Exercise objective — In the article on The Elementary Spacetime Show below, reproduce word for word the passage that begins with "These are part" and ends with "nothing but blankness.".

Document extract —
========================

“Haven’t you ever been faced with a feeling of void?”
It’s an early line in César Alvarez’s FringeArts Curated world premiere, The Elementary Spacetime Show. It’s simple, but it captures two major and seldom-acknowledged truths of suicidal thoughts.
Those who haven’t experienced depression or other associated mood disorders, addictions, or mental illnesses may gain new understanding from Alvarez’s protagonist, Alameda, a teenage girl who attempts suicide in the musical’s opening scene. The feelings that lead someone to consider, attempt, or complete suicide aren’t always abject misery or sadness.
These are part of the story, but in my experience, suicidal thoughts hinge much more on a state beyond the pain: An inability to imagine what comes next. It’s the absence of the normal sensations of a purpose and a future. It’s like trying to propel your thoughts into next week, next month, or next year, and seeing nothing but blankness.
It’s also notable that Alameda doesn’t just sing about being in the blankness. Instead, she asks that very matter-of-fact question. The lyrics make it seem as if anyone who doesn’t know what she’s talking about is in the minority. It frames her experience as both common and wrenching, a tough truth for something as frightening and stigmatized as suicide.
An urgent topic for teen girls (and everyone else)
Alameda awakens in a “liminal space” (not purgatory, but an “anteroom to the void”). She must win a surreal game show to gain the right to choose a return to her life, or a departure to “the great big black butthole of the universe.” And Alameda is easy to relate to, not a cautionary tale about a mentally ill other.
The Elementary Spacetime Show is timely. According to statistics from the American Foundation for Suicide Prevention (AFSP) — which has tips for recognizing risk factors for suicide and getting help — suicide is the 10th leading cause of death in the United States, claiming about 42,773 Americans per year. The foundation notes the number is probably higher, with underreporting likely.

========================

Supplied material —
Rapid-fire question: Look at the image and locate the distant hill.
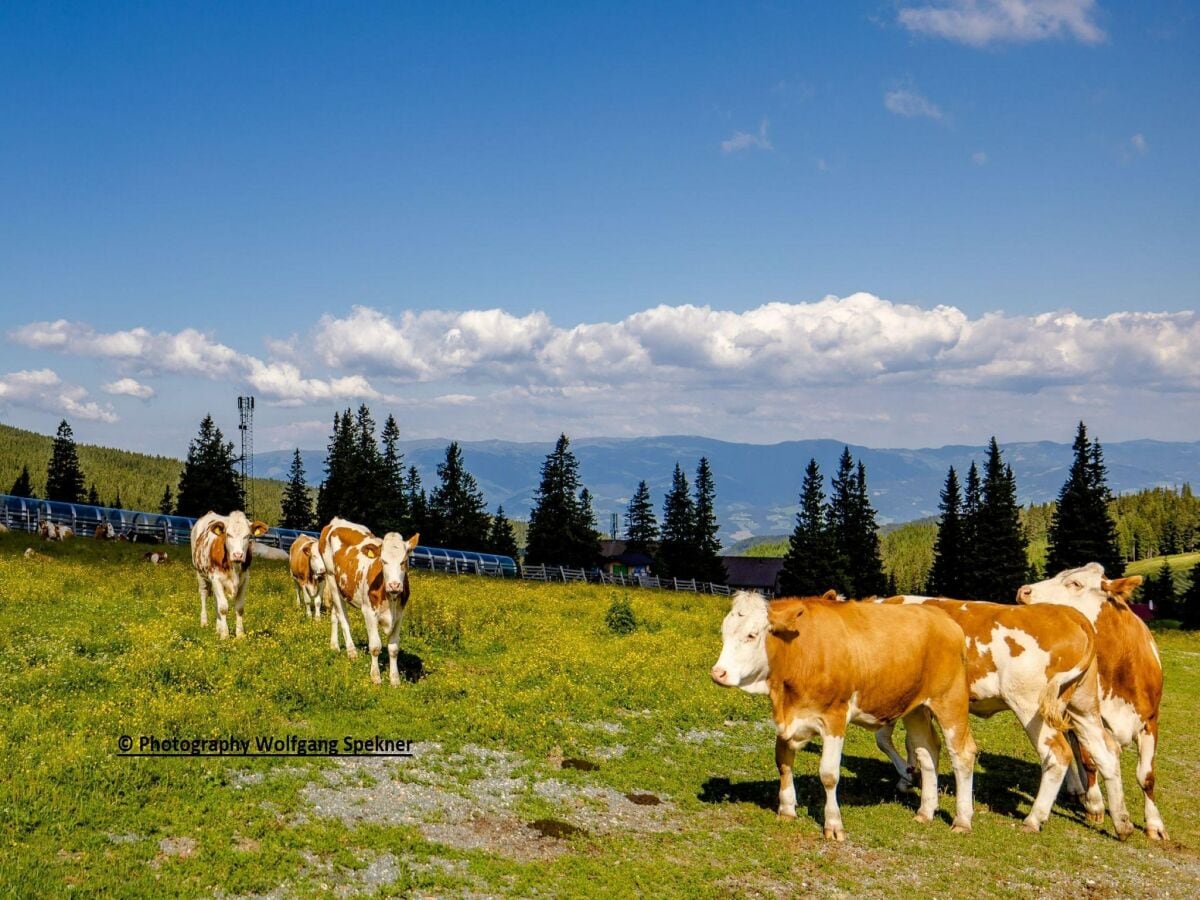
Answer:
[0,425,290,524]
[255,436,1200,546]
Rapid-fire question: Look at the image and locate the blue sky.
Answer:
[0,0,1200,454]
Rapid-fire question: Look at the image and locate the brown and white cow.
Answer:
[712,590,976,841]
[288,534,325,619]
[875,595,1133,840]
[192,510,268,638]
[1016,563,1166,840]
[37,520,74,541]
[317,518,420,686]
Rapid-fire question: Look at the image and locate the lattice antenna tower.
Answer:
[238,397,254,517]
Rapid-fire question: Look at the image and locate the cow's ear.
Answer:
[767,604,804,635]
[1100,575,1141,602]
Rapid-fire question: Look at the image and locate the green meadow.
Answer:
[7,534,1200,898]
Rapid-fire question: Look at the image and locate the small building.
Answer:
[721,557,784,596]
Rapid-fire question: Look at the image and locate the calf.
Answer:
[288,534,325,619]
[192,510,266,638]
[37,520,74,541]
[1016,563,1166,840]
[712,590,976,841]
[875,596,1133,840]
[317,518,420,686]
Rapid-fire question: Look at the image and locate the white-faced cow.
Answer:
[1016,563,1166,840]
[712,592,976,841]
[875,595,1133,840]
[318,518,420,686]
[288,534,325,619]
[192,510,268,638]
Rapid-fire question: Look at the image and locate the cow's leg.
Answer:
[1013,709,1075,832]
[775,737,796,818]
[196,572,209,628]
[904,707,942,822]
[362,600,383,684]
[930,696,977,834]
[820,726,849,841]
[1138,720,1166,841]
[875,722,914,793]
[1072,704,1133,840]
[212,578,229,640]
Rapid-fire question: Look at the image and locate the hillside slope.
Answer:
[0,425,283,524]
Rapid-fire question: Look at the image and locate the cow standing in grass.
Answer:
[712,590,976,841]
[875,595,1133,840]
[317,518,420,686]
[288,534,325,619]
[192,510,268,638]
[1016,563,1166,840]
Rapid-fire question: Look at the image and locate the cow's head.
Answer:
[712,590,768,694]
[209,510,268,563]
[379,532,421,600]
[1016,563,1141,617]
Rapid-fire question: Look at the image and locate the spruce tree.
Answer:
[46,419,84,503]
[400,466,433,545]
[625,481,659,556]
[658,462,697,578]
[175,415,242,518]
[779,460,845,596]
[971,437,1028,604]
[925,466,967,598]
[692,456,730,584]
[376,415,410,534]
[1178,563,1200,631]
[526,434,599,569]
[487,506,518,559]
[280,448,317,532]
[8,466,37,499]
[422,440,490,551]
[1046,422,1123,574]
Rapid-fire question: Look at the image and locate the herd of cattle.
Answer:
[11,511,1166,840]
[712,571,1166,840]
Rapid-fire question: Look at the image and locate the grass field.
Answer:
[7,535,1200,896]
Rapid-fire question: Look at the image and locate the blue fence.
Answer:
[0,494,517,576]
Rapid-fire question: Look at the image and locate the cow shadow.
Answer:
[379,647,428,684]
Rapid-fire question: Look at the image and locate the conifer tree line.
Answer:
[624,456,728,584]
[780,446,888,598]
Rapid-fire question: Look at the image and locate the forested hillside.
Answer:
[0,425,283,524]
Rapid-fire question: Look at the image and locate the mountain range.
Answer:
[254,436,1200,544]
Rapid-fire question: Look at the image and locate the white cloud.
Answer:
[103,378,154,400]
[8,319,378,406]
[0,368,118,422]
[721,119,775,154]
[896,0,1106,47]
[883,88,944,121]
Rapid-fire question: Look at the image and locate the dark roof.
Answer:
[721,557,784,590]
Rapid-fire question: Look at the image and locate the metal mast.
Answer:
[238,397,254,515]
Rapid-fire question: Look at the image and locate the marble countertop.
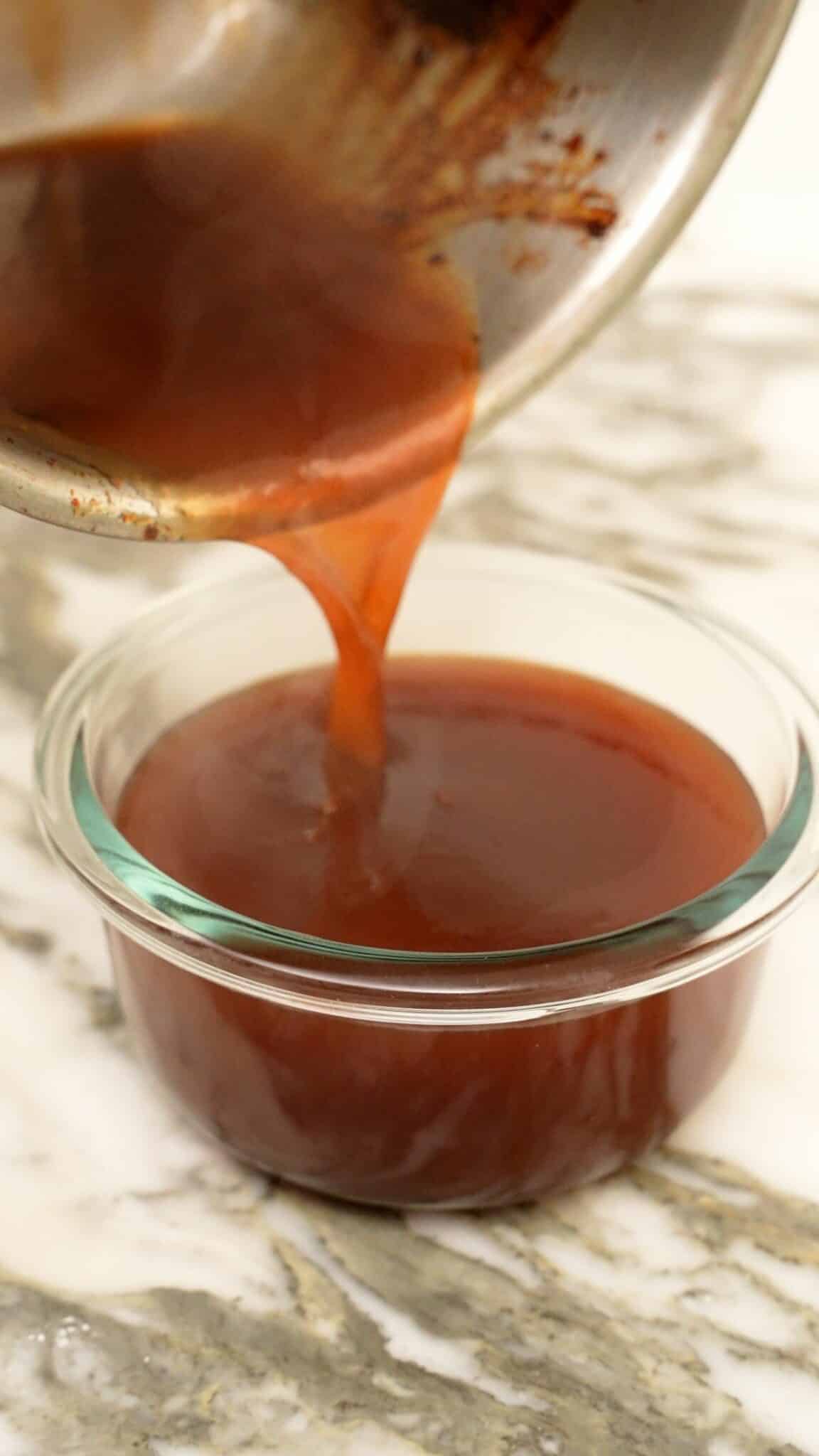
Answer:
[0,9,819,1456]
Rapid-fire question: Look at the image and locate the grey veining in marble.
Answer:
[0,11,819,1456]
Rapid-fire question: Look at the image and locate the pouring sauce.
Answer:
[0,127,762,1204]
[111,658,764,1207]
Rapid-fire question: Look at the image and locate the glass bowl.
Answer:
[36,546,819,1209]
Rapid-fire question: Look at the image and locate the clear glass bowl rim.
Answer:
[35,543,819,1027]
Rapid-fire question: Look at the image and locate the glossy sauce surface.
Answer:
[111,660,762,1207]
[118,658,764,952]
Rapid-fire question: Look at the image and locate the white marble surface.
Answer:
[0,0,819,1456]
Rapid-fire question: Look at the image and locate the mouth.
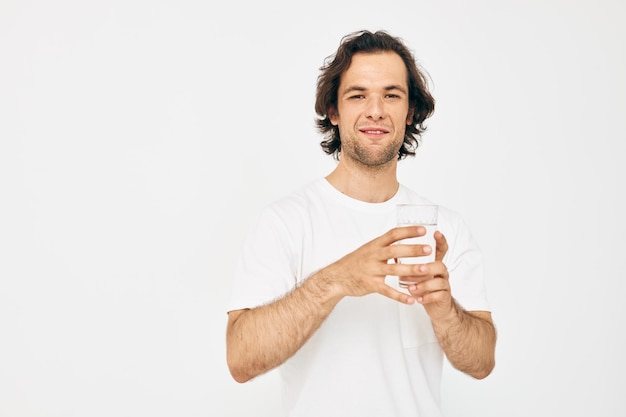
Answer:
[359,127,389,136]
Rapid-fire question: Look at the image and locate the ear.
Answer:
[328,107,339,126]
[406,108,415,126]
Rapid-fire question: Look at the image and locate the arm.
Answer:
[226,227,424,382]
[433,302,496,379]
[409,232,496,379]
[226,272,341,382]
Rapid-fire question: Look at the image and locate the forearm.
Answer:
[227,272,341,382]
[433,301,496,379]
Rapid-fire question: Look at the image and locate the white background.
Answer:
[0,0,626,417]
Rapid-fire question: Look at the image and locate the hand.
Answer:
[400,231,454,320]
[316,226,434,304]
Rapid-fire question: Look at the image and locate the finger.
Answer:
[384,243,433,262]
[374,226,426,246]
[378,284,416,304]
[383,260,431,277]
[434,230,448,261]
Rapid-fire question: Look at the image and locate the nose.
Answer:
[365,97,385,120]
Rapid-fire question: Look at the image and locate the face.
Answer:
[330,52,413,168]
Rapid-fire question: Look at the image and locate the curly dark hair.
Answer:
[315,30,435,160]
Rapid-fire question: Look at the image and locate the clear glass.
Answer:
[396,204,439,288]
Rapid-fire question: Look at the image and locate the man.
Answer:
[227,31,496,417]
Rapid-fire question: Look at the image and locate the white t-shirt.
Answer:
[228,178,489,417]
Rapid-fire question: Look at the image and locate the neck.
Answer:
[326,160,399,203]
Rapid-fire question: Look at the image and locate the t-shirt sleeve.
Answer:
[227,206,296,311]
[441,213,490,311]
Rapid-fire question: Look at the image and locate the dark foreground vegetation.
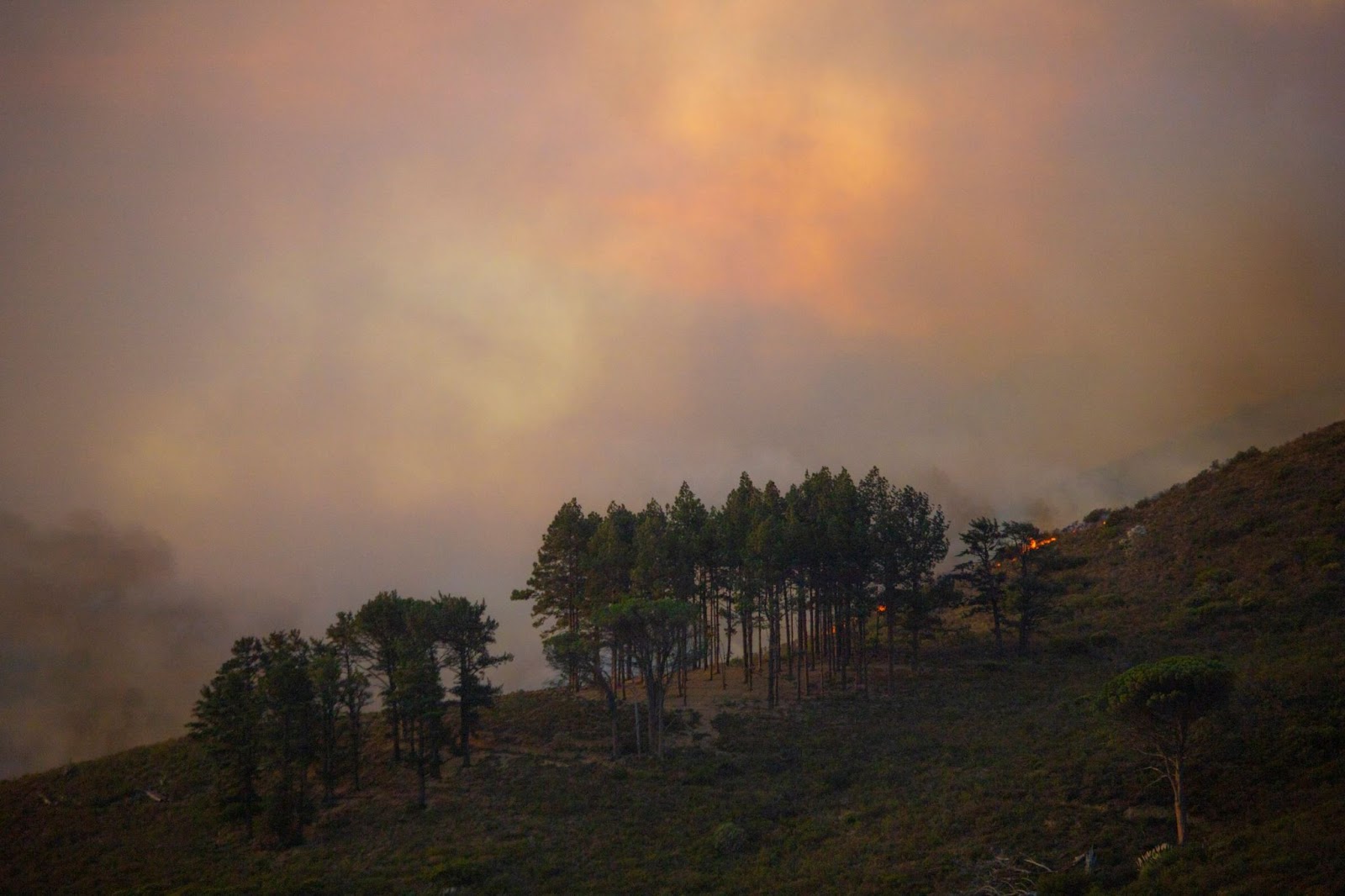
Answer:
[0,424,1345,893]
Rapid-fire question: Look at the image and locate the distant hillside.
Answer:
[1044,379,1345,524]
[0,423,1345,894]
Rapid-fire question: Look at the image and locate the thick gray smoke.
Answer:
[0,513,231,777]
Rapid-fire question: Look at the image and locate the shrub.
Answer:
[710,822,748,856]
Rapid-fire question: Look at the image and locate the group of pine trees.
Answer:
[514,466,1052,752]
[190,591,511,846]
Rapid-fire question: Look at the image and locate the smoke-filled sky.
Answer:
[0,0,1345,769]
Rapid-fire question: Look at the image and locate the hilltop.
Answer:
[0,423,1345,893]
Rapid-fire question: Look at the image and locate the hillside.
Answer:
[0,423,1345,893]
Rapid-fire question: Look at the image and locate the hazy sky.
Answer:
[0,0,1345,769]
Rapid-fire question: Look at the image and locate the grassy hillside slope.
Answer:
[0,424,1345,893]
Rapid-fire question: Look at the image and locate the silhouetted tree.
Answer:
[187,638,262,838]
[600,598,697,756]
[957,517,1006,652]
[1100,656,1233,846]
[327,611,368,790]
[354,591,409,763]
[511,498,600,690]
[435,593,514,767]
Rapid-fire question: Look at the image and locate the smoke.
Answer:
[0,513,233,777]
[0,0,1345,762]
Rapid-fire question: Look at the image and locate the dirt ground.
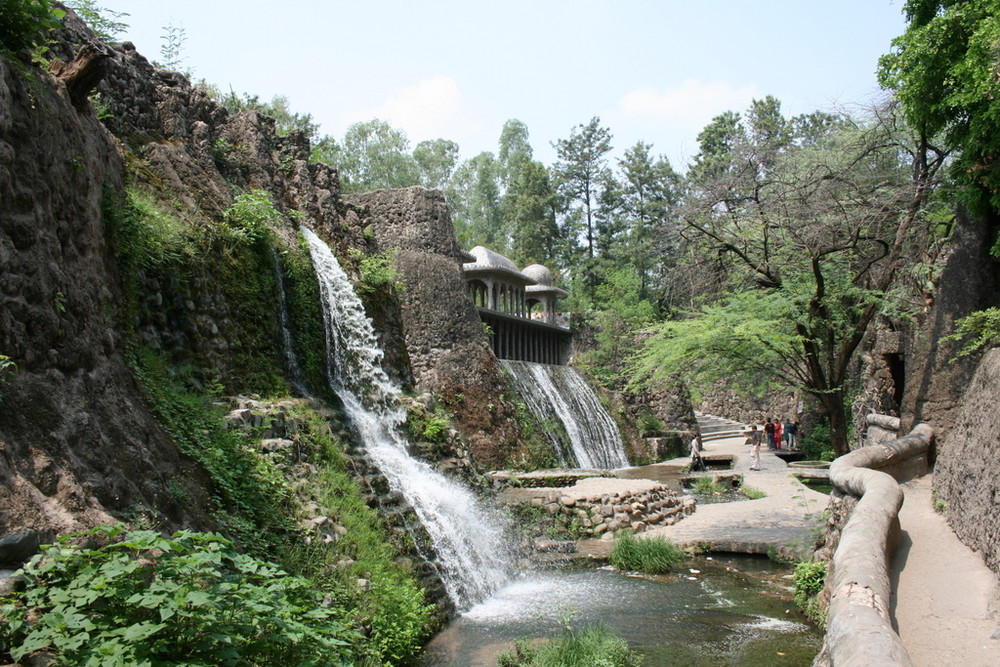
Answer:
[892,475,1000,667]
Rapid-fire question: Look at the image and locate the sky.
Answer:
[95,0,905,171]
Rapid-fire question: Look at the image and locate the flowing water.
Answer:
[271,249,309,396]
[503,361,628,468]
[425,556,822,667]
[302,228,511,609]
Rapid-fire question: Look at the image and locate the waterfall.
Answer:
[502,361,628,468]
[302,228,510,610]
[271,248,309,396]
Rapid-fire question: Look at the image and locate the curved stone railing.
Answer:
[813,424,934,665]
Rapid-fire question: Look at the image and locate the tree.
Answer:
[497,118,532,188]
[553,116,611,259]
[66,0,129,42]
[503,160,559,266]
[618,141,681,298]
[635,104,940,454]
[446,151,510,254]
[333,118,420,192]
[413,139,458,189]
[879,0,1000,212]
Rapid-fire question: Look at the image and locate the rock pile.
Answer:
[502,478,695,540]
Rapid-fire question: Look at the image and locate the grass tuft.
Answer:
[608,533,686,574]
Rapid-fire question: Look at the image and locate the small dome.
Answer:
[467,245,520,273]
[521,264,552,287]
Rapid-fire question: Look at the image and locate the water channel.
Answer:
[424,465,823,667]
[425,554,823,667]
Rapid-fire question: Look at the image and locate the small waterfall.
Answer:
[302,228,510,610]
[271,248,309,396]
[502,361,628,468]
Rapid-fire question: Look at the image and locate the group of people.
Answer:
[688,419,799,470]
[764,418,799,450]
[746,419,799,470]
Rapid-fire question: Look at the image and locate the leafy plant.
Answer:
[941,308,1000,359]
[0,0,66,56]
[66,0,129,42]
[219,190,281,253]
[131,350,297,555]
[497,625,642,667]
[0,525,359,666]
[350,249,403,294]
[608,532,685,574]
[691,477,727,496]
[794,561,826,624]
[799,423,836,461]
[0,354,17,382]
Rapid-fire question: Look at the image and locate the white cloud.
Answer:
[341,75,479,145]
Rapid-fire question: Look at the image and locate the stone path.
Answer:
[643,422,829,560]
[892,475,1000,667]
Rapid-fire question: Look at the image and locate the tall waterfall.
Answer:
[302,228,510,609]
[502,361,628,468]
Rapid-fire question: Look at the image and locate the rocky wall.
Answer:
[508,484,695,539]
[0,51,213,537]
[934,348,1000,575]
[347,187,521,467]
[900,210,1000,440]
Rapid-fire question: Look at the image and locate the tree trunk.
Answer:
[816,390,851,456]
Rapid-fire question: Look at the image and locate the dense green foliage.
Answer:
[944,308,1000,357]
[0,526,359,667]
[608,532,686,574]
[281,234,333,400]
[633,98,940,454]
[133,351,297,558]
[879,0,1000,210]
[0,0,65,56]
[794,561,826,624]
[497,625,642,667]
[104,184,432,664]
[65,0,129,43]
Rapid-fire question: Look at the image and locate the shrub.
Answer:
[608,533,685,574]
[794,561,826,624]
[0,526,358,667]
[799,424,836,461]
[0,0,66,55]
[497,625,642,667]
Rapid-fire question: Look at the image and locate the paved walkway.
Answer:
[892,475,1000,667]
[643,426,829,560]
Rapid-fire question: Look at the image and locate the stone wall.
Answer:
[900,210,1000,440]
[0,48,217,537]
[934,348,1000,574]
[508,478,695,539]
[347,187,521,467]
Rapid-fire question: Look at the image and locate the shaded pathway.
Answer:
[892,475,1000,667]
[643,422,829,560]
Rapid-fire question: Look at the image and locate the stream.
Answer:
[424,554,823,667]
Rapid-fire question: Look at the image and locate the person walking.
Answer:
[690,435,706,470]
[747,425,761,470]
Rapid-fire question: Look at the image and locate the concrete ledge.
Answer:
[813,424,934,665]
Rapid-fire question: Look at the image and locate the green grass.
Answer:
[497,625,642,667]
[608,533,686,574]
[691,477,727,496]
[794,561,826,625]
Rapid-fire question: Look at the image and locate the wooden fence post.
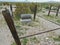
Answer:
[2,10,21,45]
[56,6,60,16]
[34,5,37,21]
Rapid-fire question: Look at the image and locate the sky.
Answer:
[0,0,60,2]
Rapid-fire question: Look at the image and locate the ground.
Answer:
[0,5,60,45]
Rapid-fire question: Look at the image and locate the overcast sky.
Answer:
[0,0,60,2]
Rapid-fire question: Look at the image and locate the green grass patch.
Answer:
[11,42,16,45]
[53,37,60,41]
[22,38,28,45]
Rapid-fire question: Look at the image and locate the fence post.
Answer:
[34,5,37,21]
[56,6,60,16]
[2,10,21,45]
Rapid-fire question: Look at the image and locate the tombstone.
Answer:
[20,14,32,23]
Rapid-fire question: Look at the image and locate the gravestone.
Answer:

========================

Exercise solution —
These are part of the story, but in my experience, suicidal thoughts hinge much more on a state beyond the pain: An inability to imagine what comes next. It’s the absence of the normal sensations of a purpose and a future. It’s like trying to propel your thoughts into next week, next month, or next year, and seeing nothing but blankness.